• _Problem to work on_:
Below are records; extract exactly the lines from the one with "Annotation task — locate each instance of the blue sky" through the final line, including both, but drop the pictures.

── Input records ──

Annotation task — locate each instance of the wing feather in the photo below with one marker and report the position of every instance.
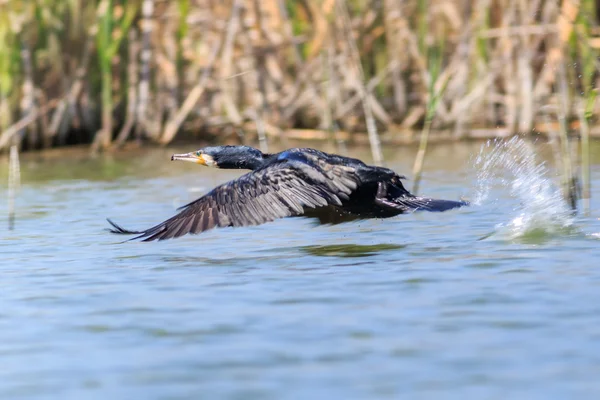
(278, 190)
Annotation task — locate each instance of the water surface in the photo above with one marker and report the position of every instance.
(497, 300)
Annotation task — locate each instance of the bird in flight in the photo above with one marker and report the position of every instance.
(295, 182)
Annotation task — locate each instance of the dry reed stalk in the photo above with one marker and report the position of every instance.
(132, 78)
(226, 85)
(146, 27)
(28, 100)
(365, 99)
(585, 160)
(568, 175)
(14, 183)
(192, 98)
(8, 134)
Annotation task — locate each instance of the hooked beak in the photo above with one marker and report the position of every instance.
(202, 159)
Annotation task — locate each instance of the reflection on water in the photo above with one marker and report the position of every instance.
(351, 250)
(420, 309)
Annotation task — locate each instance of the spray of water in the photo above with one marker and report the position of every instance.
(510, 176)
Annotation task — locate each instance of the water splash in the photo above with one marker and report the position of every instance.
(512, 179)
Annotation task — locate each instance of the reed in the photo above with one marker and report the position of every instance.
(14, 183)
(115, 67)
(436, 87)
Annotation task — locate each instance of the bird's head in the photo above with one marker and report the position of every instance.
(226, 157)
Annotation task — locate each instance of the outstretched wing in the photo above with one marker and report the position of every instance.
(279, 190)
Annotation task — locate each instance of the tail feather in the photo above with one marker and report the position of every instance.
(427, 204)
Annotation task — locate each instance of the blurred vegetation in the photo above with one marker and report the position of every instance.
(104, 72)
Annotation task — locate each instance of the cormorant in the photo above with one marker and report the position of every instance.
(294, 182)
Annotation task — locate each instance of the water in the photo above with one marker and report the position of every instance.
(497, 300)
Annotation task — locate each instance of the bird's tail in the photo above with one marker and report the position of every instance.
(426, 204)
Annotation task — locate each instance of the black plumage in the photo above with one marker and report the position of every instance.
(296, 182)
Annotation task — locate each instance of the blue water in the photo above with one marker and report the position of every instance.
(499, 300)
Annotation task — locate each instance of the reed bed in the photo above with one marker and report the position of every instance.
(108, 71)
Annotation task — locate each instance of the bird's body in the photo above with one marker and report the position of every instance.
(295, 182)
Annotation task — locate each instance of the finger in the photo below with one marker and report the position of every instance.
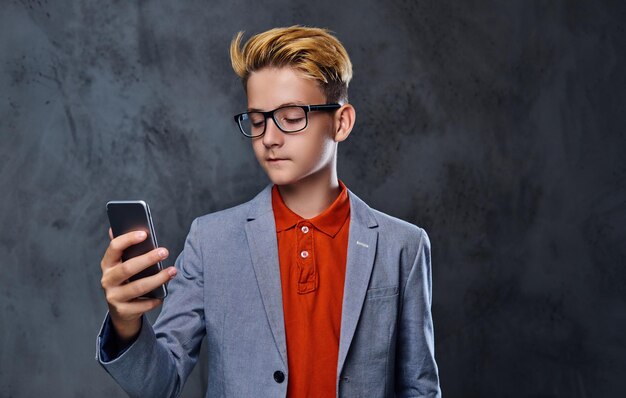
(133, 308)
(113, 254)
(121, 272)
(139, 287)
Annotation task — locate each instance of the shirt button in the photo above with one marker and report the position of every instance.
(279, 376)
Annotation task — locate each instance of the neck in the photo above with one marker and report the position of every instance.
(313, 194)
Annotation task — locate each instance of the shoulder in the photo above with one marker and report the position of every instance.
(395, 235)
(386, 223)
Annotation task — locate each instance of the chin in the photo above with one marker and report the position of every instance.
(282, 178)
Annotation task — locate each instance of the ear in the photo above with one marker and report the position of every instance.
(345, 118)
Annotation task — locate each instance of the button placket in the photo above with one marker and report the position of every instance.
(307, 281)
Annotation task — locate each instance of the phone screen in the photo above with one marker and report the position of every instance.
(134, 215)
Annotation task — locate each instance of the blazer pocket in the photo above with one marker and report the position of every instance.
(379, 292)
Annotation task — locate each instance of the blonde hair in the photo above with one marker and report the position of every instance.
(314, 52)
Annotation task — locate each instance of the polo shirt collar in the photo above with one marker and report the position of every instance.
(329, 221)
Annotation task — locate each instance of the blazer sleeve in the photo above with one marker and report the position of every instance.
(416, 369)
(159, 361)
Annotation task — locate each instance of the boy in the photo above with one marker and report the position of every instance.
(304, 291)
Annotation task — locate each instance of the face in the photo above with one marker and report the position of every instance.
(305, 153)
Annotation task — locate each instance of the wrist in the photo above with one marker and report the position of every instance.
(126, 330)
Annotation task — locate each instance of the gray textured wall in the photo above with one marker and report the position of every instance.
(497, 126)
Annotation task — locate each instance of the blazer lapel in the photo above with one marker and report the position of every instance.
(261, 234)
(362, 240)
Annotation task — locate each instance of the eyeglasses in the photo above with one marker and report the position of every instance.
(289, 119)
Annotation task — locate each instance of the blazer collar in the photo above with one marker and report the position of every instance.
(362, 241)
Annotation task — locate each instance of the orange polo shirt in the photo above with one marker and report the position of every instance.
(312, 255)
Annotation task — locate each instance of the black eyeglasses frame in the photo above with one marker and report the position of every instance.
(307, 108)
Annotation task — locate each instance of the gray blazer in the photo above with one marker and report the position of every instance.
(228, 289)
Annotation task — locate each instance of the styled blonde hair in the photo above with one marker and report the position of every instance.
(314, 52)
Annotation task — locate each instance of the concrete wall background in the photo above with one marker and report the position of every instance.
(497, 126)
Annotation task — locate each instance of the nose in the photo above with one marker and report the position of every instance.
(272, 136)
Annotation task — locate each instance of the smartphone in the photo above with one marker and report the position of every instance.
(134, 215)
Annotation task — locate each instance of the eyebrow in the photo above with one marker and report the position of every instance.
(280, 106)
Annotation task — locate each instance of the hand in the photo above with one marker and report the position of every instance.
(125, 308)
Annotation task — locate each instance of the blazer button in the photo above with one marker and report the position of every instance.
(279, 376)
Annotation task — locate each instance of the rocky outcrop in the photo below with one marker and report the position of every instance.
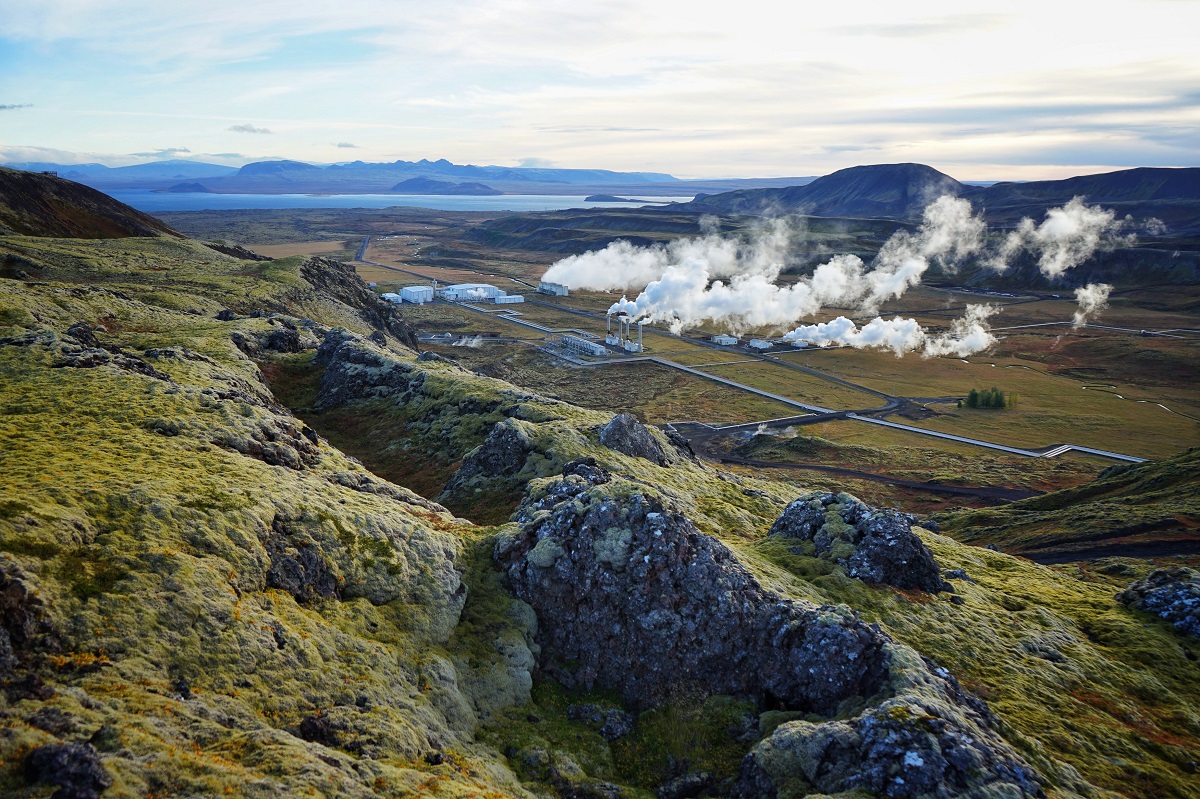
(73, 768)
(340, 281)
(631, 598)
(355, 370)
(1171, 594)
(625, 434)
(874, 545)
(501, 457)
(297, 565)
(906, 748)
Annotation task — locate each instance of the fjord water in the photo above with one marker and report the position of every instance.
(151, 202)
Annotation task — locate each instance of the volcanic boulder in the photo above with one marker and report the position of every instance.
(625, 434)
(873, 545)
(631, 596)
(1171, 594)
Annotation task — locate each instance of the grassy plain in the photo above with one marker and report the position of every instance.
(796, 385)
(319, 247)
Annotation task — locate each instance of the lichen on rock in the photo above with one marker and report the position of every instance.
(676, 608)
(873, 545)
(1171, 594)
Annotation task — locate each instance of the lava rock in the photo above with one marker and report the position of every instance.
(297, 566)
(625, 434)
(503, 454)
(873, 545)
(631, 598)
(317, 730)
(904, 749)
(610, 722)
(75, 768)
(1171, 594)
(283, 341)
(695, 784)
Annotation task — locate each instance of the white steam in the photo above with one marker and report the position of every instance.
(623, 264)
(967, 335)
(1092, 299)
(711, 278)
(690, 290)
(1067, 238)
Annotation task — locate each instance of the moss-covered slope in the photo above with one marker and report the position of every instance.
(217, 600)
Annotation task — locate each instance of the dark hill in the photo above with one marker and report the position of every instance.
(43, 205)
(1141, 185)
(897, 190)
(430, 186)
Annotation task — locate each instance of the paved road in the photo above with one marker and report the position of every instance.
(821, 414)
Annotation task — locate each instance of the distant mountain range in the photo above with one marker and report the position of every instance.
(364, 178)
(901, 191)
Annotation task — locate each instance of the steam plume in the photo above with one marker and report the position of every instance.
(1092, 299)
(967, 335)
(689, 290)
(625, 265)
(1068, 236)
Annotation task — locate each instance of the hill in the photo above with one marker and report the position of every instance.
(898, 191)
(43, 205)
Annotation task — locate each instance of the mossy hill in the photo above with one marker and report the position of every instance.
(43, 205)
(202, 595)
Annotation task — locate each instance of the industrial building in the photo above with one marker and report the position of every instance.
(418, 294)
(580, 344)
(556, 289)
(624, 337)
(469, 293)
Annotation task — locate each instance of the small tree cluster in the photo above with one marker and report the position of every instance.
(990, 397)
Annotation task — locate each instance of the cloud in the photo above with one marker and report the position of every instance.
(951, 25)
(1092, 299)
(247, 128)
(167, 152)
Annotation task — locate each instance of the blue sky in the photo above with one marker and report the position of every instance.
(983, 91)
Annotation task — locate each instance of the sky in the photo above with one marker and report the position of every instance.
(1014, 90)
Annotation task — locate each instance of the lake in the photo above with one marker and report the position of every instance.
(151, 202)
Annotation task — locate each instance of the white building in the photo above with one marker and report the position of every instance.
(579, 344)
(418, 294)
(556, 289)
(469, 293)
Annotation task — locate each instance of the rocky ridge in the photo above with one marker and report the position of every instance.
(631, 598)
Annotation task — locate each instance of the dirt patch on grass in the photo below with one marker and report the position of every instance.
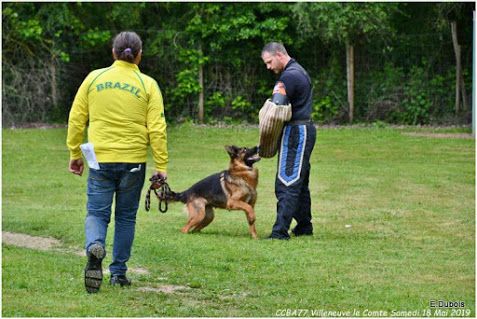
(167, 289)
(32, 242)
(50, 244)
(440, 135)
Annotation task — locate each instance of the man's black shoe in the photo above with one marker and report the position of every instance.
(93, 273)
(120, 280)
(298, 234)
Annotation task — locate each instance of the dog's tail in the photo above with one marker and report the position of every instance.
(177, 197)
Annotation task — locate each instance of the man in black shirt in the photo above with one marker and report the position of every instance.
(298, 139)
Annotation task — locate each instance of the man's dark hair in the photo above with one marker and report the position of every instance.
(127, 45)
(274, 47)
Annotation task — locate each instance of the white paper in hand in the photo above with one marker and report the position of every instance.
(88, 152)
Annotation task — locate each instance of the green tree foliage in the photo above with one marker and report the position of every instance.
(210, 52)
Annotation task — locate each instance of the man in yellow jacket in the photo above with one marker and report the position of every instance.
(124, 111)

───

• _Exercise result_:
Annotation task — locate each instance of the blue sky in the photo above with one marker and report the position of every instance.
(983, 91)
Annotation task — locate each instance of the sky in the photo above with one marker and report the position of every instance.
(1014, 90)
Annotation task — locate each instance of the lake in the photo above with one marker and report the position of every instance.
(151, 202)
Annotation task — locate each instance of the white building in the photo above with one marker and report the position of every instance.
(579, 344)
(418, 294)
(556, 289)
(469, 293)
Annotation task — locate each instance of the rocky ridge in the photo above with one marker and report the position of every instance.
(631, 598)
Annotation task — locate each instance of the dirt patch on grass in the photo below with one marker and report the position of every instance.
(167, 289)
(32, 242)
(50, 244)
(440, 135)
Annotation task — locate each instance of the man's black shoe in the photo above with one marker and report the position of every instance.
(93, 273)
(120, 280)
(298, 234)
Annotation task — locate each instance of the dog's tail in the photo above with one marker and report the position of every instance.
(177, 197)
Annotation task — locate each instance of the man in black shirt in the photo above with one marker and report the position of every instance.
(298, 139)
Annotation task — locate each instance of the man's dark hair in the photo above with one marker and report the position of every instance.
(127, 45)
(274, 47)
Annotation task — locate each instance of the white paper in hand in the photo above with one marker and report the position of every instance.
(88, 152)
Annotation task — locate each instance of the green tree foliage in the photo above with one marker and report the position of every instance.
(210, 52)
Annotation task — locate each instance of the man in yellow jacket in the photo above with one marker and report the position of every instance.
(124, 111)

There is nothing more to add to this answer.